**Data**
========================

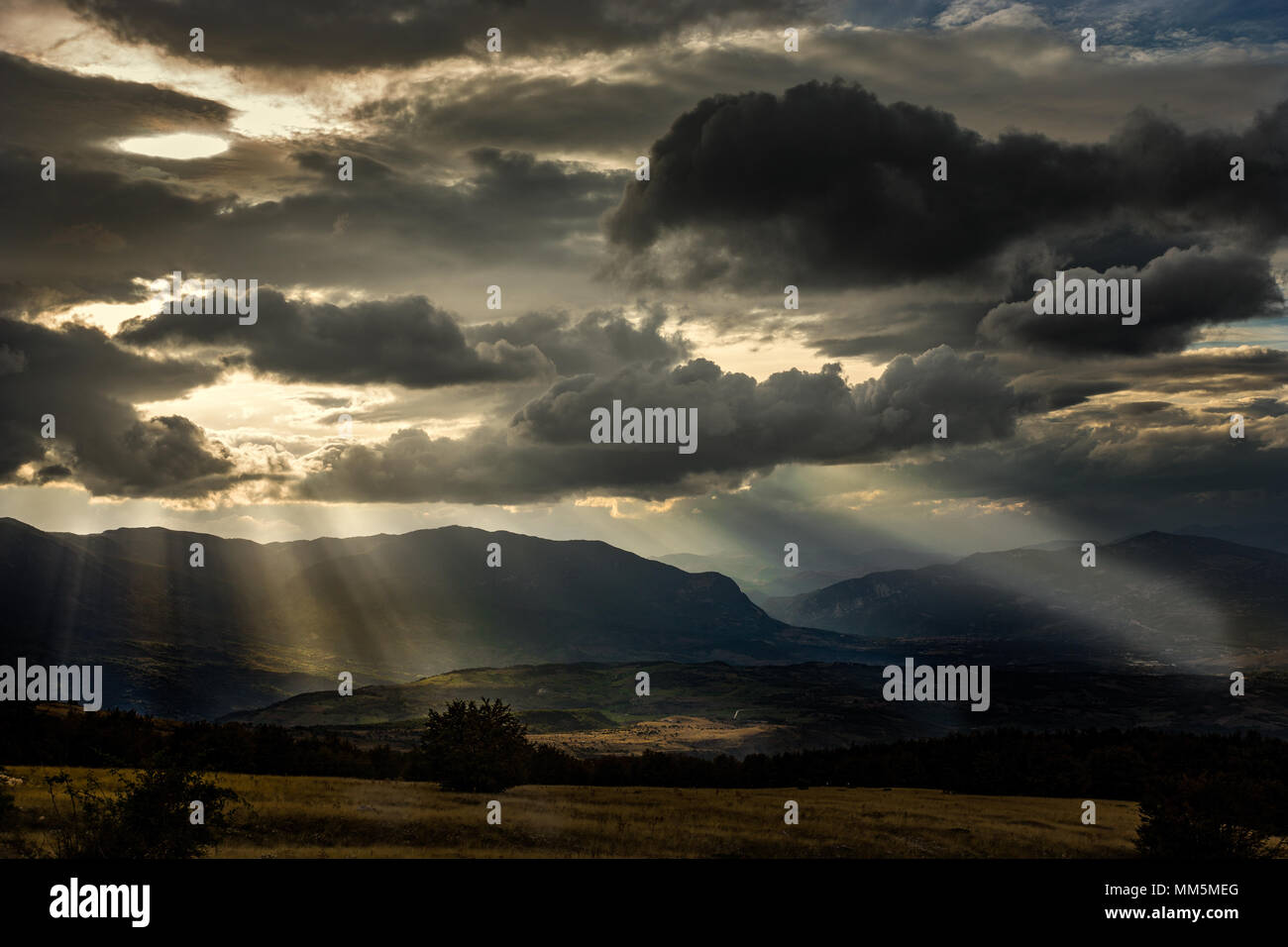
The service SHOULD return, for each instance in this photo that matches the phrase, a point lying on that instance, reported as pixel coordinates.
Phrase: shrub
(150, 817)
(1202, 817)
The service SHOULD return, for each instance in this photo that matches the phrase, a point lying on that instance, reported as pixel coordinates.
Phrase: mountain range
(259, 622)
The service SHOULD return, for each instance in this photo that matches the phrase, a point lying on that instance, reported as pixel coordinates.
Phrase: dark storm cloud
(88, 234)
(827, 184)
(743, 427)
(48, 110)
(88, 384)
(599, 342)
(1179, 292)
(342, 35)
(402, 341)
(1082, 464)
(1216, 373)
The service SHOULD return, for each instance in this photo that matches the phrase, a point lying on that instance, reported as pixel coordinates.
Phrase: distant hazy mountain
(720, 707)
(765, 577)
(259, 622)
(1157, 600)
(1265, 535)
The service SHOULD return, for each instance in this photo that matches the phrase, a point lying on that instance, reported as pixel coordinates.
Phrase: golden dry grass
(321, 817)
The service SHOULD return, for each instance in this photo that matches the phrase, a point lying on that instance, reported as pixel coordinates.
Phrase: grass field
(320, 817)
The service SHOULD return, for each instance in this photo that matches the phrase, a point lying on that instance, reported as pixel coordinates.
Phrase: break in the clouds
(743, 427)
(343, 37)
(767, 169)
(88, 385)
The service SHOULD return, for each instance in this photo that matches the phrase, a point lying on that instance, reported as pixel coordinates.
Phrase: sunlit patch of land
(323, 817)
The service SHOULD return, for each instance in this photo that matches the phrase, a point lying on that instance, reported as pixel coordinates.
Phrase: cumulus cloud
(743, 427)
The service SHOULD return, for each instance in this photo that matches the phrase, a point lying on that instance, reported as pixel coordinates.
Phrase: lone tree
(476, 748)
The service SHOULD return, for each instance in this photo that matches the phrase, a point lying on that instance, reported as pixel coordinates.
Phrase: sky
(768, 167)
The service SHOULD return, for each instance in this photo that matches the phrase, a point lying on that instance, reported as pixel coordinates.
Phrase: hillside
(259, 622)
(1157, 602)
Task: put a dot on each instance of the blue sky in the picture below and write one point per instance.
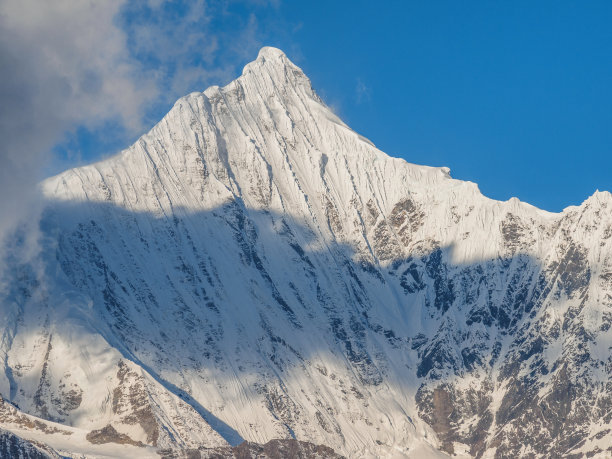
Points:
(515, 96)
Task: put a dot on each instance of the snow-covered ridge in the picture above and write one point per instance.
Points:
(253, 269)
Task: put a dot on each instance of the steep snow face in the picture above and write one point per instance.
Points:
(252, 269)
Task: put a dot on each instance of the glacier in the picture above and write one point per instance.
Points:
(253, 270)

========================

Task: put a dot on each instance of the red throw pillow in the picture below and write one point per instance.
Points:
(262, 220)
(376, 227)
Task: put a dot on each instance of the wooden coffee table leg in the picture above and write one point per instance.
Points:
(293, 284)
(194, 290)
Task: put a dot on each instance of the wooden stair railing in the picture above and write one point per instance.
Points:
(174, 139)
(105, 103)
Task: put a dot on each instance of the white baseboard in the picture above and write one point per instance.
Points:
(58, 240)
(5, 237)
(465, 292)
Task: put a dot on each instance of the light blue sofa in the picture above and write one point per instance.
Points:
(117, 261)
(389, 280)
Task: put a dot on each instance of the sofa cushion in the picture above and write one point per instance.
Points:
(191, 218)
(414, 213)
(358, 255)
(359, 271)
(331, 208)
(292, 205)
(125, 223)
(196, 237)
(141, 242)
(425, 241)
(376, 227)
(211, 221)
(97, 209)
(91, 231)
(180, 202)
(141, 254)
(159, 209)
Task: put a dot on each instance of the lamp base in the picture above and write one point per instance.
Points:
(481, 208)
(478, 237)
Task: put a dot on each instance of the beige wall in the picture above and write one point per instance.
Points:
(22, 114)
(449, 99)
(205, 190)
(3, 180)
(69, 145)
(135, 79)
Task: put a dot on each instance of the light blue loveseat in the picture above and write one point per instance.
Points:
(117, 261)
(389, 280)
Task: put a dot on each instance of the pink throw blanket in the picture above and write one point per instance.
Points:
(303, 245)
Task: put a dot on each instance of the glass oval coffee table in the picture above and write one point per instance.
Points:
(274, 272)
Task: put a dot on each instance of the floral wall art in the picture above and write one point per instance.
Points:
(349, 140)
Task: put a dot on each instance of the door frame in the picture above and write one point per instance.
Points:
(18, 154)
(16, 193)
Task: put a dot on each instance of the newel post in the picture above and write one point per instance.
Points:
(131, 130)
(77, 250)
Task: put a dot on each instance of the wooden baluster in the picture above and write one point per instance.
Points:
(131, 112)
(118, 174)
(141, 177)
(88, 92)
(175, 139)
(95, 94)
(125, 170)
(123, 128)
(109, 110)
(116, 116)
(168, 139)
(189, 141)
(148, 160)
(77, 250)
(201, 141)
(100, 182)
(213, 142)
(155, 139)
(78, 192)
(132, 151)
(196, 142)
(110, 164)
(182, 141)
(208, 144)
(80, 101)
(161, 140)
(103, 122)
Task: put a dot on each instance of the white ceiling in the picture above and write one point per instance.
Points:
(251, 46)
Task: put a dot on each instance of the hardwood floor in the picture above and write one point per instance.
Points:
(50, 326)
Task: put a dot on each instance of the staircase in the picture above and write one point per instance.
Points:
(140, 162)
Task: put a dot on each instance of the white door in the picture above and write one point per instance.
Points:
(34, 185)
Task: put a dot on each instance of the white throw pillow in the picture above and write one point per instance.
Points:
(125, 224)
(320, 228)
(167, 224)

========================

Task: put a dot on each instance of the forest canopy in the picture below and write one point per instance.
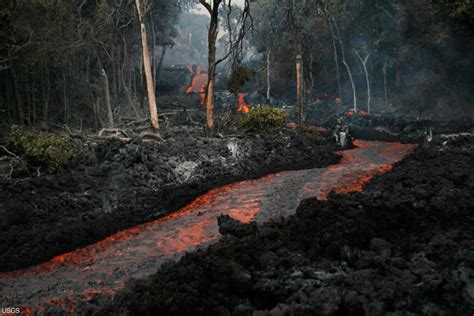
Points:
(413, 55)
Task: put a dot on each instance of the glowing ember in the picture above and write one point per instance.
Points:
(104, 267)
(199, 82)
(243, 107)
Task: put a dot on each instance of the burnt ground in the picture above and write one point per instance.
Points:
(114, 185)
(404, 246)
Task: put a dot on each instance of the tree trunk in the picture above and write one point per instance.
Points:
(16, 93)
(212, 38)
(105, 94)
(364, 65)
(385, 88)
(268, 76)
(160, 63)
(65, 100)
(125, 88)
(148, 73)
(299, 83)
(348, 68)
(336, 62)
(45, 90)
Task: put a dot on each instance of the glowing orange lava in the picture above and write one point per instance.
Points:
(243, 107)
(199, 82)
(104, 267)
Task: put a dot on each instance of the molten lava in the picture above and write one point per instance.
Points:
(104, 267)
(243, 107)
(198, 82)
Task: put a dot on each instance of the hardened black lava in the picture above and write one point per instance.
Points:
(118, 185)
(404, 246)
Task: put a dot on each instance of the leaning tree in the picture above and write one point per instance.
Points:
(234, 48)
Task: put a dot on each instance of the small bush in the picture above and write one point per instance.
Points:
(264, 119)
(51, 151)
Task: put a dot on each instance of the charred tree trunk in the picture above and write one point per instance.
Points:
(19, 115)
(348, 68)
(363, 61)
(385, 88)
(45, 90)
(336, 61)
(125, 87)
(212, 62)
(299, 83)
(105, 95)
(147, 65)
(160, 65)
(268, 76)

========================

Check each line of the records for the string "trunk" and copy those that have it.

**Answer area**
Task: put a dot on each instance of the tree trunk in the picture above and write one point per instance.
Task: put a dot on each instance of the charred tree trunk in the picture above and write one point per instance.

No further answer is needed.